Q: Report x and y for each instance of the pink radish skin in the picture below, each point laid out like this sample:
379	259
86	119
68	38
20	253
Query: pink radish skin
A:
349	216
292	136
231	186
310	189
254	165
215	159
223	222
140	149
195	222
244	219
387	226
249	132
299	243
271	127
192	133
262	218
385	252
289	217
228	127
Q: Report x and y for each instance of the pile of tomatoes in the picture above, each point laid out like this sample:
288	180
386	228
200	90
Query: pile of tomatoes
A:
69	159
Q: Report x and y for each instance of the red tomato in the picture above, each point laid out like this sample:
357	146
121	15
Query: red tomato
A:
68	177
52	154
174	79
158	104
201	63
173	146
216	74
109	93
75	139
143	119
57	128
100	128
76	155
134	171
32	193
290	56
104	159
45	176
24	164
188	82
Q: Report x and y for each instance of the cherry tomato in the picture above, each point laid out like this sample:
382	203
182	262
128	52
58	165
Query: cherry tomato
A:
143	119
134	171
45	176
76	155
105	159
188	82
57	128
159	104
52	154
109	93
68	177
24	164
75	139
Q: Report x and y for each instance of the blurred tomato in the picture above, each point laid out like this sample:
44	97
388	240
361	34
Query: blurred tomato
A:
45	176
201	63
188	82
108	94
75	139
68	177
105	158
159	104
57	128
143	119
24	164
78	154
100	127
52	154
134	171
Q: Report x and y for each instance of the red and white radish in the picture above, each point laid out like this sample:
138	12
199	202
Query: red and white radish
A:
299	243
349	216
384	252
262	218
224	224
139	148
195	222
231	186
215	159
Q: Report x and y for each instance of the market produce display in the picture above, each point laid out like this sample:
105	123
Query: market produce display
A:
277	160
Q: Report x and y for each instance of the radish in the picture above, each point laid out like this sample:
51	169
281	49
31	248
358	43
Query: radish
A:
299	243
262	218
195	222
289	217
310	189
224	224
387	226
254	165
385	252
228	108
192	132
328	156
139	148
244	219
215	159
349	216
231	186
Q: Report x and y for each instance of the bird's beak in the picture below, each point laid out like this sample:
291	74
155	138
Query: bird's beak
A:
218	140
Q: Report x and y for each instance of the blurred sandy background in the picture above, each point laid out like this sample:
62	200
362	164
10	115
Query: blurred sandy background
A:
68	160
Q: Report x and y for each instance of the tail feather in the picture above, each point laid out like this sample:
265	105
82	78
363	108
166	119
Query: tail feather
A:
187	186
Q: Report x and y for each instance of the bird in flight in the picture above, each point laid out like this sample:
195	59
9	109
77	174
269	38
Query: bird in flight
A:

WHAT THE EXERCISE ASKS: Line by line, output the data precisely as shown above.

YOUR SOLUTION:
Q: Report x and y for each instance of the pink radish skin in the picture below, each point laid out like this sample:
379	259
86	119
68	38
20	253
Query: pink radish skin
A:
349	216
292	136
231	186
310	189
254	165
215	159
223	222
140	149
195	222
244	219
387	226
249	132
299	243
271	127
192	133
262	218
385	252
289	217
228	127
Q: Report x and y for each instance of the pile of tomatoes in the picture above, each point laid out like this sample:
288	180
386	228
200	90
Query: pile of tomatoes
A:
69	159
Q: Report x and y for each instance of the red tomato in the picture above, each point laid out like this sample:
357	146
121	15
Query: red tomato
A:
68	177
52	154
174	79
158	104
201	63
173	146
216	74
109	93
75	139
143	119
57	128
100	128
76	155
134	171
32	193
290	56
104	159
45	176
24	164
188	82
Q: Report x and y for each instance of the cherry tomato in the picture above, each point laid out like this sample:
382	203
182	262
128	52
58	165
Query: cherry tomato
A:
143	119
134	171
45	176
76	155
105	159
188	82
57	128
159	104
52	154
109	93
68	177
24	164
75	139
Q: Report x and y for each instance of the blurred tomato in the picture above, each point laid out like this sample:
44	97
388	240
361	34
Query: blurred tomato
A:
45	176
201	63
188	82
108	94
75	139
68	177
105	158
159	104
57	128
143	119
24	164
78	154
100	127
52	154
134	171
Q: Report x and y for each instance of the red and white radish in the picture above, each point laid out like this sample:
138	12
199	202
Query: red and white radish
A:
299	243
349	216
384	252
262	218
224	224
139	148
195	222
231	186
215	159
Q: Report x and y for each instance of the market produce display in the picture above, each point laid out like this sample:
105	123
Query: market produce display
A:
277	160
Q: Report x and y for each instance of the radish in the picture above, each point laid out like this sample:
51	169
281	49
31	248
358	43
Query: radish
A:
299	243
262	218
195	222
289	217
310	189
224	224
387	226
254	165
385	252
228	108
192	132
328	156
139	148
244	219
215	159
349	216
231	186
Q: Report x and y for each instance of the bird's beak in the picture below, each point laid out like this sample:
291	74
155	138
Query: bird's beak
A:
218	140
Q: Report x and y for each instance of the blurred sandy background in the picture above, each point laid out like this sample:
62	200
362	164
10	115
Query: blurred sandy background
A:
68	160
Q: Report x and y for each instance of the tail feather in the picture above, each point laid out like this sample:
265	105
82	78
363	108
166	119
Query: tail feather
A:
187	186
Q: Report x and y for each instance of the bird in flight in the picture above, each point laid out like this sample:
195	59
9	109
77	174
269	38
Query: bird in flight
A:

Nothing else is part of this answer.